(Photo-based referring expression data)
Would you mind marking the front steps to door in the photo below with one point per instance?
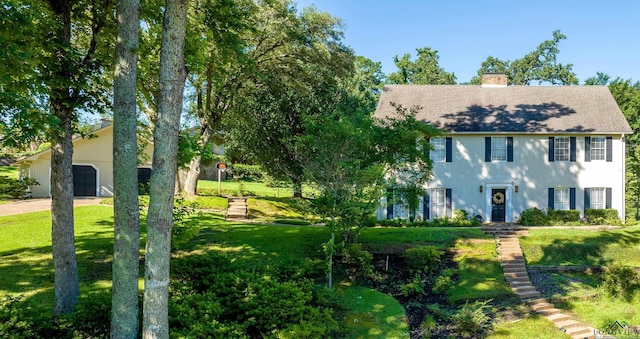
(237, 208)
(515, 273)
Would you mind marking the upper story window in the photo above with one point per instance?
(498, 149)
(597, 148)
(439, 151)
(561, 149)
(561, 199)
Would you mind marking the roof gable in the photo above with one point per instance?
(512, 109)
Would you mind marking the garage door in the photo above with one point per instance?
(84, 181)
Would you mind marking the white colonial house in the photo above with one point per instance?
(510, 148)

**WHAT IS REQUIRED**
No picture belongs in the answer; the rest of the records must be repeated exactly.

**YOUR SOLUTION**
Would you mind marking the front steps to door in the photo below with one point per instance?
(237, 208)
(515, 273)
Would you mind marking the upper story window in the photo above with one point per instance?
(498, 149)
(597, 148)
(439, 151)
(561, 149)
(561, 199)
Would you mind marking the roof gable in the photo above with one point per instance?
(512, 109)
Would you mind marking the garage door in the photo above with one point per instance?
(84, 181)
Would you mind marking the white colonial house in the photo above with one point per instance?
(510, 148)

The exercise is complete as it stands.